EXTRAIT DU DOCUMENT:

Si on « joue » de la musique, c’est qu’il
doit y avoir autant de manières de jouer de la musique qu’il peut exister de
jeux. Le pédagogue Jean Piaget distinguait 4 types de jeux : dans sa
classification ESAR, il y a les jeux de E comme Exercice (qui vont de l’éveil
sensoriel aux jeux de manipulation et de motricité), il y a les jeux S comme
Symboliques (comme les jeux de rôle, de mise en scène ou de représentation),
les jeux de A comme Assemblages (c’est-à-dire les jeux de constructions,
d’agencement, d’expérimentation) et les jeux de R comme Règles (qui englobent
aussi bien les jeux d’association, de parcours, de combinaison, d’adresse, de
hasard, de questions-réponses…).
Dans le Manuel de pédagogie musicale qu’elle vient de faire paraître aux éditions Minerve, l’artiste sonore Andrea Cohen essaye de démultiplier les approches en combinant les différents types de jeu et en imaginant des points de contact avec son univers musical qui s’étend de la création radiophonique au théâtre musical en passant par les musiques mixtes.

CONTENU DES DONNÉES:
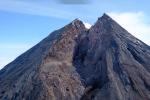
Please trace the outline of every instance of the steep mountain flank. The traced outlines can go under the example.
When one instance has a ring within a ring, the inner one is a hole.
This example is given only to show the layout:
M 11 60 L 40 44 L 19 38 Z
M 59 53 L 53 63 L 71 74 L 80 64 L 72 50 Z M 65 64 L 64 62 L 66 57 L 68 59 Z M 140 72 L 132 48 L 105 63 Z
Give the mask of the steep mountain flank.
M 0 100 L 150 100 L 149 60 L 108 15 L 75 19 L 0 71 Z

CONSIGNE:
Recopiez mot pour mot l'intégralité de l'extrait sur le jeu et la musique.

RÉPONSE:
Si on « joue » de la musique, c’est qu’il
doit y avoir autant de manières de jouer de la musique qu’il peut exister de
jeux. Le pédagogue Jean Piaget distinguait 4 types de jeux : dans sa
classification ESAR, il y a les jeux de E comme Exercice (qui vont de l’éveil
sensoriel aux jeux de manipulation et de motricité), il y a les jeux S comme
Symboliques (comme les jeux de rôle, de mise en scène ou de représentation),
les jeux de A comme Assemblages (c’est-à-dire les jeux de constructions,
d’agencement, d’expérimentation) et les jeux de R comme Règles (qui englobent
aussi bien les jeux d’association, de parcours, de combinaison, d’adresse, de
hasard, de questions-réponses…).
Dans le Manuel de pédagogie musicale qu’elle vient de faire paraître aux éditions Minerve, l’artiste sonore Andrea Cohen essaye de démultiplier les approches en combinant les différents types de jeu et en imaginant des points de contact avec son univers musical qui s’étend de la création radiophonique au théâtre musical en passant par les musiques mixtes.